Keep only the lines of the data below that contain "every", and copy them.

******

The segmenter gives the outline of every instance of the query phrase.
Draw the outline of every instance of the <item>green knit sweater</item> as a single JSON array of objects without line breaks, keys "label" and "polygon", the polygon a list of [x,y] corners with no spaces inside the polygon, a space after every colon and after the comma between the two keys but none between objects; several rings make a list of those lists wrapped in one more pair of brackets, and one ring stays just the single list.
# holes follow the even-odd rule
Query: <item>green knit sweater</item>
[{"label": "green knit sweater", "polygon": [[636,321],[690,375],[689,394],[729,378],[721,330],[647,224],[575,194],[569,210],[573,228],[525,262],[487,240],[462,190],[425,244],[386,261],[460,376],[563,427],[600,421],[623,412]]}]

******

- _Answer to this problem_:
The segmenter gives the outline of every instance of the query phrase.
Draw the outline of every instance of the <item>green knit sweater</item> as a single JSON array of objects without line breaks, keys "label" and "polygon", the polygon a list of [x,y] corners with no spaces inside the polygon, a space after every colon and after the comma between the two keys but none between objects; several rings make a list of those lists wrapped in one more pair of brackets, and one ring stays just the single list.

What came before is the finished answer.